### Tasks and exercises
(1) The Honda Jazz review reports getting 12–14 km/l. Per the review, what does that figure depend on? Answer in one to three sentences.
(2) List every drawback given under "The bad" in the Honda Jazz review.

### Document extract
○ ○ ○
I’ve had my Honda Jazz 2009 1.3A for a month now. Here’s my verdict of the car:

The good

  • Spacious interior
  • Excellent field of view
  • Good fuel economy
  • Paddle shift allows for manual override
  • Agile handling
  • Effective air conditioning

The bad

  • Underpowered
  • Poor noise insulation
  • Soft brakes
  • Slightly bouncy ride

The ugly

  • None actually, this is a pretty stylish car

I had high expectations in terms of fuel economy for this car, something to the tune of 15km/l, but so far i managed to get only 12 – 14km/l (depends a lot on how much distance is travelled on expressways vs roads laden with traffic lights). I think it takes a while to know the car enough to know how much pressure to apply on the accelerator so as not to waste fuel unnecessarily. I am confident that in the near future i will achieve 14km/l or more consistently.
○ ○ ○
### Given data
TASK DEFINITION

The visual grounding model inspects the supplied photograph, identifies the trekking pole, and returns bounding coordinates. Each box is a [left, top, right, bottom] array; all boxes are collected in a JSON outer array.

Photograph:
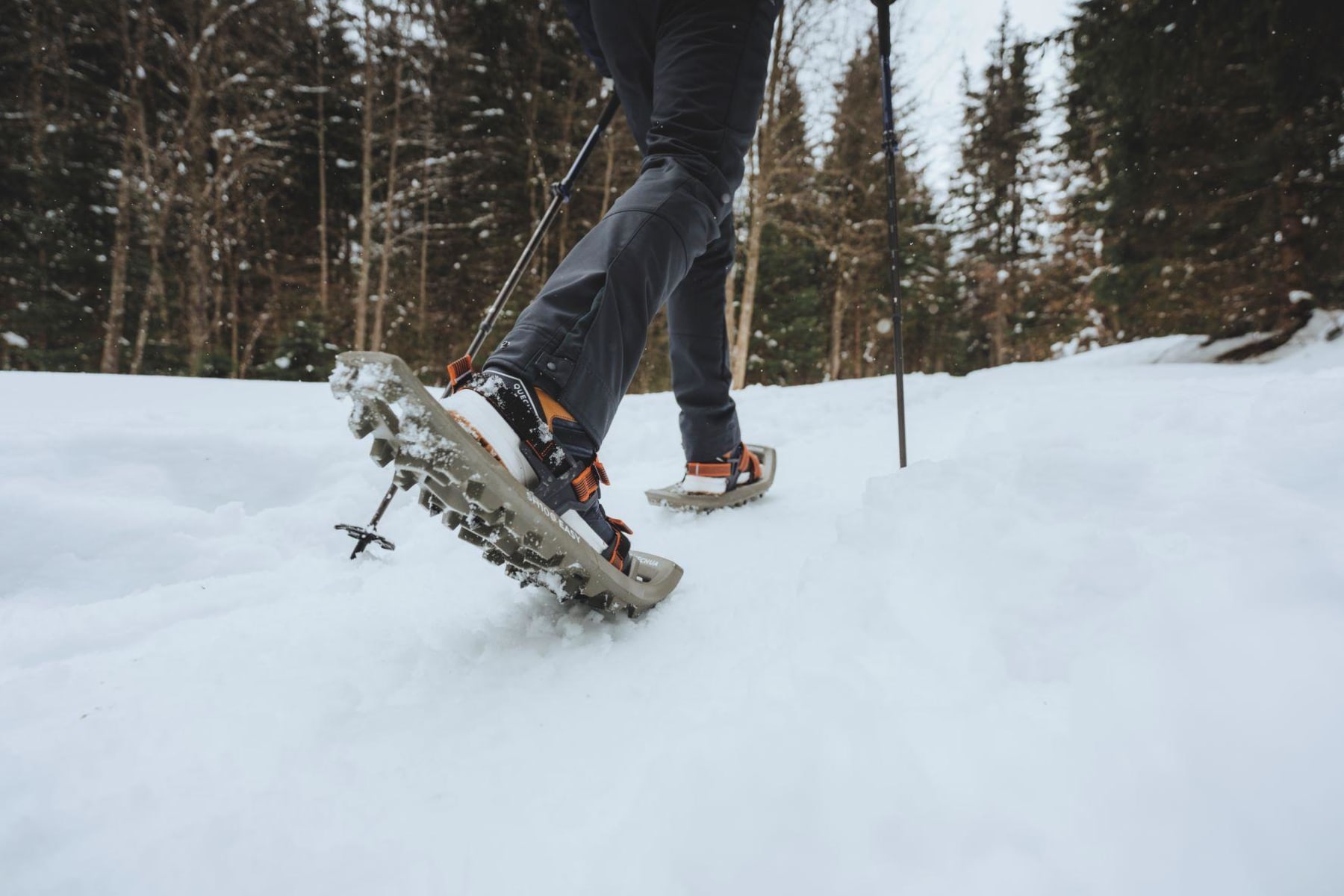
[[336, 81, 621, 560], [872, 0, 906, 467], [457, 86, 621, 376]]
○ ○ ○
### Results by task
(1) The achieved fuel economy depends heavily on how much of the driving is on expressways compared with roads full of traffic lights. The review also attributes some waste to not yet knowing how much pressure to put on the accelerator.

(2)
- Underpowered
- Poor noise insulation
- Soft brakes
- Slightly bouncy ride